== Study text

The Court further denied CIGAs request for permanent injunctive relief, finding that the evidence before it did not meet the four-factor test for it.  The matter was set for bench trial in September of 2017.


Billing and recovery systems that are based on data involving diagnosis codes and HCPCS/CPT codes are only as good as the underlying data. As we can see from the Government’s civil fraud action above, this type of data, is subject to manipulation by Medicare Advantage Organizations. Similarly, physicians involved in the treatment of Medicare patients may also engage in fraud by submitting bills for upcoded treatment. CMS’s practice of seeking conditional payment recovery for treatment for conditions that are unrelated to the underlying workers’ compensation claim is also inappropriate. CMS’s failure to recognize this and to continue to pursue such recovery is a bit akin to the “pot calling the kettle black.”

====
== Source data

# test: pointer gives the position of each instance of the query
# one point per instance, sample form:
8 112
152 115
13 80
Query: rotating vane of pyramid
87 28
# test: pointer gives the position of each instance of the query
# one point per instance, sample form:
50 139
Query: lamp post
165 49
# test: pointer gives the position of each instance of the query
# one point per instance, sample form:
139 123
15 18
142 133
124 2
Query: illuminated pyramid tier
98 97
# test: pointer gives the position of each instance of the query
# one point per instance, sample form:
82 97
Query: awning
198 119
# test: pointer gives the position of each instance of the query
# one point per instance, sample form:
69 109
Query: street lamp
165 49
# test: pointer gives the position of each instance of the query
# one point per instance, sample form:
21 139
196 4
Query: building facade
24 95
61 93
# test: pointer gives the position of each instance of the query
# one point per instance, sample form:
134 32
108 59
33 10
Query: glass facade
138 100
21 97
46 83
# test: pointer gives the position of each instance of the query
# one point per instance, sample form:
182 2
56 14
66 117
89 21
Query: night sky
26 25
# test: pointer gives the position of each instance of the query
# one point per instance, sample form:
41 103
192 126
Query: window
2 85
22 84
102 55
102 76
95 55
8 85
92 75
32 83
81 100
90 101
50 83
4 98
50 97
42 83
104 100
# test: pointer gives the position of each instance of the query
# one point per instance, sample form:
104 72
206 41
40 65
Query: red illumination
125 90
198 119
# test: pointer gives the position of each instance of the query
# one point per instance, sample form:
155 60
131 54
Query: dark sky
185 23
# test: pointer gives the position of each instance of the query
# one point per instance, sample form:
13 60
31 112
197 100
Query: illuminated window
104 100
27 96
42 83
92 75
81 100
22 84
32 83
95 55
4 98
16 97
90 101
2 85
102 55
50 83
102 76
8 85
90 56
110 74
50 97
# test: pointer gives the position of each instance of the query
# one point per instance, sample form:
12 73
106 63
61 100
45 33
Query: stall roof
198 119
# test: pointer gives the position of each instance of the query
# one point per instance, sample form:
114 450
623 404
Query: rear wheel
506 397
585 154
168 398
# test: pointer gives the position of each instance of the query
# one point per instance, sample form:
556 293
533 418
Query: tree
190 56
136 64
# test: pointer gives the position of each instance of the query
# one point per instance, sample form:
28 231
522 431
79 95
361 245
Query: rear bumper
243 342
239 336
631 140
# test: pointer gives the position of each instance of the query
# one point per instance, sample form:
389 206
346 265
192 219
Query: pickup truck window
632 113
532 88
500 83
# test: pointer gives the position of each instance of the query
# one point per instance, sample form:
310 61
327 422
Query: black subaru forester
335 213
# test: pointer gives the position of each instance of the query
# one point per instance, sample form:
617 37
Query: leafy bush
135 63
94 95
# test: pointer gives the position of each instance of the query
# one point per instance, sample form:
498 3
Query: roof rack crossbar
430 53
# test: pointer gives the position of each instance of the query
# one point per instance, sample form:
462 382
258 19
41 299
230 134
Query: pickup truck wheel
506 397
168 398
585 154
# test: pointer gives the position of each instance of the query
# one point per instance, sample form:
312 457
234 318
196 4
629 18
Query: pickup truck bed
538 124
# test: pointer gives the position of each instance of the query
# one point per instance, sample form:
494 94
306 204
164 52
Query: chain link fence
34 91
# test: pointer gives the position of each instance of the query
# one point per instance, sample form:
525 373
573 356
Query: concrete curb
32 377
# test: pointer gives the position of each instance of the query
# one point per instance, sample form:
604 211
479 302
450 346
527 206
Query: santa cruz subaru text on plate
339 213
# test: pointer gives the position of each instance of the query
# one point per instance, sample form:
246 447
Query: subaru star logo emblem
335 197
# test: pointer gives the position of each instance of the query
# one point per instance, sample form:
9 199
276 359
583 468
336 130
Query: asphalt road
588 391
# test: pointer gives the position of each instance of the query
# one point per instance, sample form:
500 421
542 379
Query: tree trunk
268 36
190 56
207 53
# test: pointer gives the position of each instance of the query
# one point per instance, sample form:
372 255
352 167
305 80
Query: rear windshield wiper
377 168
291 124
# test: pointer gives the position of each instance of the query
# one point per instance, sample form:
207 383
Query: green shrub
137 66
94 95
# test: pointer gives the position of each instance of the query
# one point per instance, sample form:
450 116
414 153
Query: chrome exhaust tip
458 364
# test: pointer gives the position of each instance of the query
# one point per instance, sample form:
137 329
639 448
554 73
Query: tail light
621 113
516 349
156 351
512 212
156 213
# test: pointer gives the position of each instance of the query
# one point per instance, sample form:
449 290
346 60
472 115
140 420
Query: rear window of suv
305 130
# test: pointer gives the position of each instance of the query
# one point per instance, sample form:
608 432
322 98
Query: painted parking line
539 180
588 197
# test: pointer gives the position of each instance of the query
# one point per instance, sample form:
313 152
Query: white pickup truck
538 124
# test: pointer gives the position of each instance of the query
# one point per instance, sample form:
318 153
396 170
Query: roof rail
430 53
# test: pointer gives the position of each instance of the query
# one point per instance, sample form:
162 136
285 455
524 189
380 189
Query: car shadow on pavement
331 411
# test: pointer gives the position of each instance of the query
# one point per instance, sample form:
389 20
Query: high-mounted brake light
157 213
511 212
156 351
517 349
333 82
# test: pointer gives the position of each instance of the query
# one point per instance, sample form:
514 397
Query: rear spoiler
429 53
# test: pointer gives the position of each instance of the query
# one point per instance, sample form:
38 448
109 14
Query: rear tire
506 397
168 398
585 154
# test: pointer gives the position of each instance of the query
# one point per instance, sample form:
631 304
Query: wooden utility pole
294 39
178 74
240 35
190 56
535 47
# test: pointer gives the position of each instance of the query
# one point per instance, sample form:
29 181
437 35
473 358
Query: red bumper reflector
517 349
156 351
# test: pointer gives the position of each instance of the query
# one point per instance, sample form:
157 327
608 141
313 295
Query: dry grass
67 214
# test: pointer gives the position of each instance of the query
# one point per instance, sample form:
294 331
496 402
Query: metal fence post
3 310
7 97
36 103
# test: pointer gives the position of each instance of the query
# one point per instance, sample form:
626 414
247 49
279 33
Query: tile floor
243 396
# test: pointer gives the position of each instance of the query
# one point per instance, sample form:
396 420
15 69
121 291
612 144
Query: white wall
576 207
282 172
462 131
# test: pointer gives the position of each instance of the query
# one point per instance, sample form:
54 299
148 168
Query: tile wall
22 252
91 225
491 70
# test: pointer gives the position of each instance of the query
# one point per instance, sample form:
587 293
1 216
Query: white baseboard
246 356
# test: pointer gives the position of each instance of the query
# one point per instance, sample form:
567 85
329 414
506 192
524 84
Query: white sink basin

====

• _Work request 1_
Repeat the Medicare billing text word for word from "The Court further" to "September of 2017.".
• _Work request 2_
Carry on the Medicare billing text from the point where it stops.

• _Written answer 1_
The Court further denied CIGAs request for permanent injunctive relief, finding that the evidence before it did not meet the four-factor test for it.  The matter was set for bench trial in September of 2017.

• _Written answer 2_
The judicial declaration issued in the above CIGA case provides parties with another tool to challenge CMS’s improper conditional payment recovery attempts.   As noted in our prior blog, these arguments may also apply to “future conditional payment” projections included in a CMS reviewed Medicare Set-Aside, e.g., payment for a physician’s visit that treats an accepted condition and a denied condition is not an acceptance of both conditions.

We continue to recommend that parties carefully examine the charges listed in CMS’s Statement of Reimbursement.  Since many workers’ compensation laws require parties to secure itemized bills from providers, these bills and supporting medical records should also be used to dispute over-inclusive conditional payment recovery claims. The direct right of appeal process is also available and should be used.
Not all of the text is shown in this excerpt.